STATED PROBLEM 1: In the entries below, rewrite the lines from the one containing "The response should indicate, for every instance of the gravel" through the end of the entries, changing "white rock" to "pale boulder" and leaving everything else untouched. Return only those lines.

SELECTION:
========================================================================
AmpWrapper is designed to consolidate the tools provided by the AmpTools library into a few easy-to-use Python scripts. Among these are scripts for running multiple fits through a SLURM interface, generating configuration files for partial wave analysis in both mass-dependent and model-independent fits, plotting results from fits, and bootstrapping fit results, along with utilities which wrap AmpTools fit results files. This code was designed to be used on the CMU MEG cluster and some of the job-submission code is formatted for our specific queue structure.
In general, scripts have the naming format amptools-<script name>
to allow for them to be easily selected through tab completion.
usage: amptools-activate [-h] [-d DIRECTORY]
optional arguments:
-h, --help show this help message and exit
-d DIRECTORY, --directory DIRECTORY
(optional) path to new environment directory (default
is current directory)
========================================================================
STATED PROBLEM 2:
Answer these questions from the AmpWrapper page above.
(a) What naming format do the scripts follow?
(b) Which cluster was the code designed for?
(c) What is the default for the -d option of amptools-activate?

DATASET ROWS:
========================================================================
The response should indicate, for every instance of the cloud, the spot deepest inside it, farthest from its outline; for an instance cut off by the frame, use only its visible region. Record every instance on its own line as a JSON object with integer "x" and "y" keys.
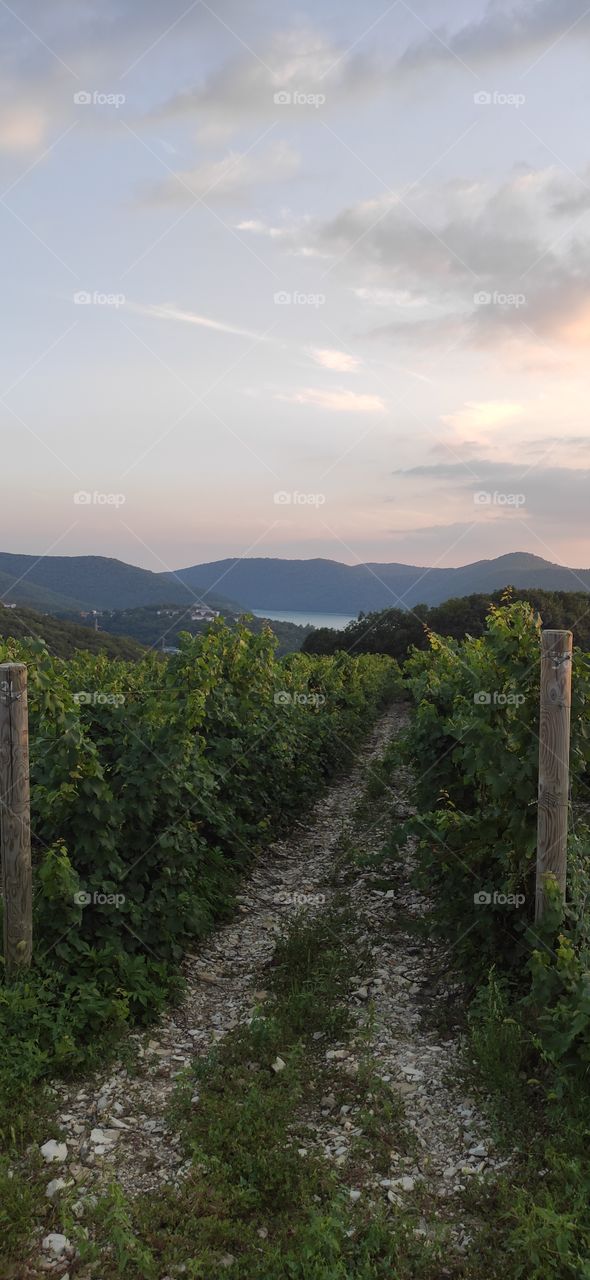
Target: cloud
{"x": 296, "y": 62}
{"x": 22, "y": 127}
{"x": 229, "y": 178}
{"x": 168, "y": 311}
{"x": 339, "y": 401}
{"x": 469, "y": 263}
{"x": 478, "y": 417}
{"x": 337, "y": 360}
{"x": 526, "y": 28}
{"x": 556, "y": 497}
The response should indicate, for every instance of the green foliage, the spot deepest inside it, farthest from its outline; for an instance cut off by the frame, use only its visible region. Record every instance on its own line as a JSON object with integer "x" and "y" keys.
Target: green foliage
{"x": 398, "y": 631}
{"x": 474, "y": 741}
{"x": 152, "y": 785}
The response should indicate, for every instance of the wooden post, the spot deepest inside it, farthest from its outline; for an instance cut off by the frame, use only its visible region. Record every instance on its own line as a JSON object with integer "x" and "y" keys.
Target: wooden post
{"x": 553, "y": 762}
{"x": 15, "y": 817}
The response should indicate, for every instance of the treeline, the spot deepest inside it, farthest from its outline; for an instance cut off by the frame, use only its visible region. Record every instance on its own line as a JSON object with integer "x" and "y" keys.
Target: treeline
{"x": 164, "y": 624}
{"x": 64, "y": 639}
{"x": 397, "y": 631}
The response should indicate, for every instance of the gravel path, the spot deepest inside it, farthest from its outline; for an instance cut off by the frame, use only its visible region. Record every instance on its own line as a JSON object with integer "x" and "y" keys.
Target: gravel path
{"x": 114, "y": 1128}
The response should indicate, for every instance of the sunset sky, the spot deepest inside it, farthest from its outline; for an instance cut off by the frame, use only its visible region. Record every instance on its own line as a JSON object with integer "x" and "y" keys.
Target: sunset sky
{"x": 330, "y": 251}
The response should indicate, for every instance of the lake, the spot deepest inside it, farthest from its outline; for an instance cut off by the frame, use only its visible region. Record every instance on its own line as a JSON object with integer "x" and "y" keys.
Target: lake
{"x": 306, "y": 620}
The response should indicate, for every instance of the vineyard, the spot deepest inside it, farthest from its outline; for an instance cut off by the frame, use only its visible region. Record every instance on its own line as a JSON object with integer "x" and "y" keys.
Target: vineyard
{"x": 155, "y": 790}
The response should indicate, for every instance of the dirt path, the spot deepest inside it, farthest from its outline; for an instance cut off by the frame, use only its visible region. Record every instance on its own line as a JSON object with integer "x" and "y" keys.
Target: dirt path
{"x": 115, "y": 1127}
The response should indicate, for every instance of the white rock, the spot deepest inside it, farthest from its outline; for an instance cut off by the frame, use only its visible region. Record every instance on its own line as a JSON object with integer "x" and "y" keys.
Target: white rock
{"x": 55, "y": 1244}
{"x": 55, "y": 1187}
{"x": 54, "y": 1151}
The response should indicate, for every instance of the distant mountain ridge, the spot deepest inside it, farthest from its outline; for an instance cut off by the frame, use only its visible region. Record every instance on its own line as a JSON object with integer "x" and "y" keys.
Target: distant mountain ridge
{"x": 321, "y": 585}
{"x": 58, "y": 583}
========================================================================
CORRECT ANSWER 1:
The response should indicate, for every instance of the gravel path, the spot deepest inside it, farthest from its outline; for an instance cut off by the frame, use only its visible region. Record every instance on its own line as a JSON object with integer "x" and "y" keys.
Target: gravel path
{"x": 114, "y": 1128}
The response should indicate, for every instance of the sunset sky, the spot deepest inside it, farthest from its outline; for an instance cut off by the frame, use only its visible region. Record every instance on its own line as a JSON object with integer "x" and "y" keys.
Target: sunset sky
{"x": 330, "y": 251}
The response should indicate, for every instance of the lake, the spot deepest inside it, farthest from its outline; for an instance cut off by the frame, use only its visible region. Record every instance on its own line as a JSON object with integer "x" and "y" keys.
Target: lake
{"x": 306, "y": 620}
The response should indicate, for every instance of the vineyard, the spot deepest inside it, farthest from its outline; for an instance cut off by the frame, use only its visible region. Record every instance on its own line as a JSON object with integer "x" and "y" keys.
Target: vineyard
{"x": 155, "y": 790}
The response should indicate, for every instance of the dirt path, the spot deepest inside it, farthest from its outline; for an instance cut off by the frame, use only its visible region. Record every instance on its own line as a JSON object with integer "x" and "y" keys.
Target: dirt path
{"x": 115, "y": 1127}
The response should indicate, for every instance of the pale boulder, the spot deepest inside it, farthest from its outline; for an instance cut off by the frame, use only its visible region. Record every instance on its own line as a JSON object with integer "x" and "y" keys.
Target: pale boulder
{"x": 55, "y": 1244}
{"x": 55, "y": 1187}
{"x": 54, "y": 1151}
The response should indicate, for every instance of the distant mountain ridge, the spot deepest inside it, farthest from its outline; for an instance cut off by the frame, use only its visible region. Record every instance on its own line as a JSON object with integer "x" and "y" keys.
Target: distant mountain ridge
{"x": 321, "y": 585}
{"x": 58, "y": 583}

CORRECT ANSWER 2:
(a) amptools-<script name>
(b) The CMU MEG cluster
(c) The current directory